* _Auszug zum Lesen_:
Ich glaube ihr Arbeitstag geht bald zu Ende und sie möchte nochmal volles Engagement in die Waagschale werfen. Versteht mich bitte nicht falsch, der Job der Schwestern hier ist wirklich wichtig, unterbezahlt und anstrengend aber the fucking hell, es ist 4.48 Uhr in der Früh!!! Da muss man echt Drainagen wechseln, Tee kochen, durch die Gegend hüpfen und fragen, ob ich noch eine Kanne davon brauche? Und wenn, also falls, der unglaubliche Moment eintreten sollte, dass ich vielleicht doch um die Uhrzeit eine Kanne Tee bräuchte, dann hätte ich eine Klingel.
„ICH BRAUCHE AM MEISTEN SCHLAF, DEN BEKOMME ICH AM BESTEN, WENN ICH NACH DEM EINGESCHLAFEN SEIN UM 3.45 UHR IN RUHE GELASSEN WERDE.“
Ich denke, sowas ähnliches habe ich gebrüllt als ich sie, nachdem sie mir eine Ampulle in den Hals geschoben hat (davon bekomme ich 3 am Tag, da ist 4.58 Uhr sicher unabdingbar) an den Haaren zum nahegelegenen Kirchturm schliff und ihr mit der Nagelschere die Eingeweide rausschnitt. Ihre Reste hab ich an die Bären verfüttert, die ängstlich hinter dem Altar zusammengekauert saßen. Vielleicht geht jetzt etwas Schlaf. 2 Stunden bis zur Visite.

* _Arbeitsanweisungen_:
A - Gib den Auszug von „Ich glaube ihr“ bis einschließlich „ich eine Klingel.“ wortgetreu aus.
B - Stimmen die folgenden Aussagen mit dem Auszug überein? Antworte jeweils mit Ja oder Nein und zitiere die entscheidenden Worte des Auszugs.
(i) Im Auszug wird die Uhrzeit 4.48 Uhr genannt.
(ii) Die Ich-Person bekommt die Ampulle einmal am Tag.
(iii) Bis zur Visite sind es noch zwei Stunden.
C - Beantworte anhand des Auszugs:
(i) Ab welcher Uhrzeit nach dem Einschlafen möchte die Ich-Person in Ruhe gelassen werden?
(ii) Welches Werkzeug wird beim Herausschneiden der Eingeweide genannt?
(iii) Wo saßen die Bären?

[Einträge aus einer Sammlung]
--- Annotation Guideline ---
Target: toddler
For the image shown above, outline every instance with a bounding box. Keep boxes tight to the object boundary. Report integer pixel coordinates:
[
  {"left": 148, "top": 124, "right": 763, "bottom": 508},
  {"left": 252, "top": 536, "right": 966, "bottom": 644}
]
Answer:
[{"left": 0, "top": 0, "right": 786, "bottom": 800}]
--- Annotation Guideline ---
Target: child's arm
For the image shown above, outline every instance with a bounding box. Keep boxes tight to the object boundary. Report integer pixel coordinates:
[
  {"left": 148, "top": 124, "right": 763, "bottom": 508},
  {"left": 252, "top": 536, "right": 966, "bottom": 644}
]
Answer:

==

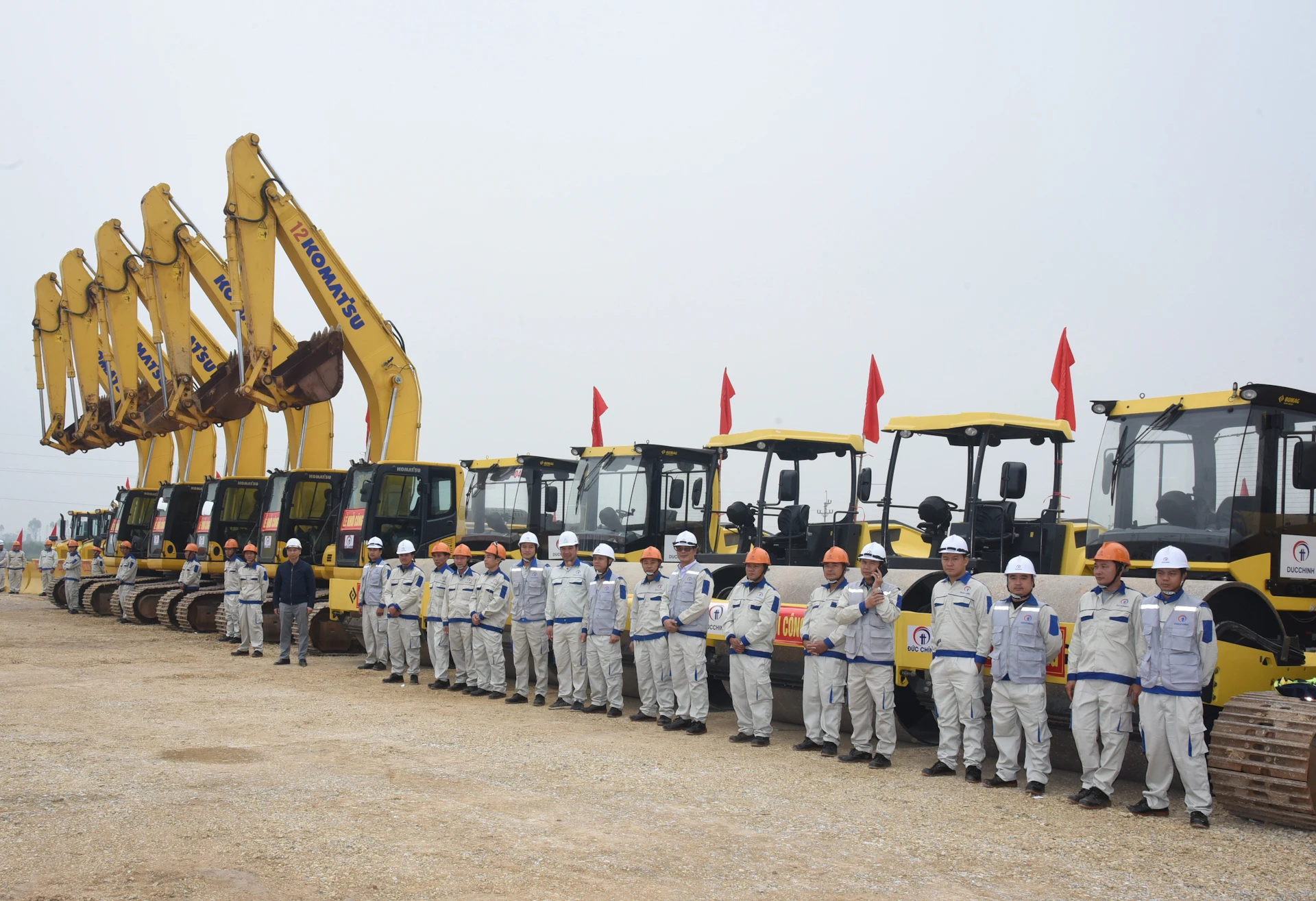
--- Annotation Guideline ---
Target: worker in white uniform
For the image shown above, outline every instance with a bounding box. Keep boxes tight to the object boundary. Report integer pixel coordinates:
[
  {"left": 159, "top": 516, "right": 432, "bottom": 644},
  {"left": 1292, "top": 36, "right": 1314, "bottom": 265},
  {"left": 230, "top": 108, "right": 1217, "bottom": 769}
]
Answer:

* _Lösungen_:
A -
Ich glaube ihr Arbeitstag geht bald zu Ende und sie möchte nochmal volles Engagement in die Waagschale werfen. Versteht mich bitte nicht falsch, der Job der Schwestern hier ist wirklich wichtig, unterbezahlt und anstrengend aber the fucking hell, es ist 4.48 Uhr in der Früh!!! Da muss man echt Drainagen wechseln, Tee kochen, durch die Gegend hüpfen und fragen, ob ich noch eine Kanne davon brauche? Und wenn, also falls, der unglaubliche Moment eintreten sollte, dass ich vielleicht doch um die Uhrzeit eine Kanne Tee bräuchte, dann hätte ich eine Klingel.

B -
(i) Ja: „es ist 4.48 Uhr in der Früh!!!“
(ii) Nein: „davon bekomme ich 3 am Tag“
(iii) Ja: „2 Stunden bis zur Visite.“

C -
(i) Ab 3.45 Uhr.
(ii) Eine Nagelschere.
(iii) Ängstlich zusammengekauert hinter dem Altar.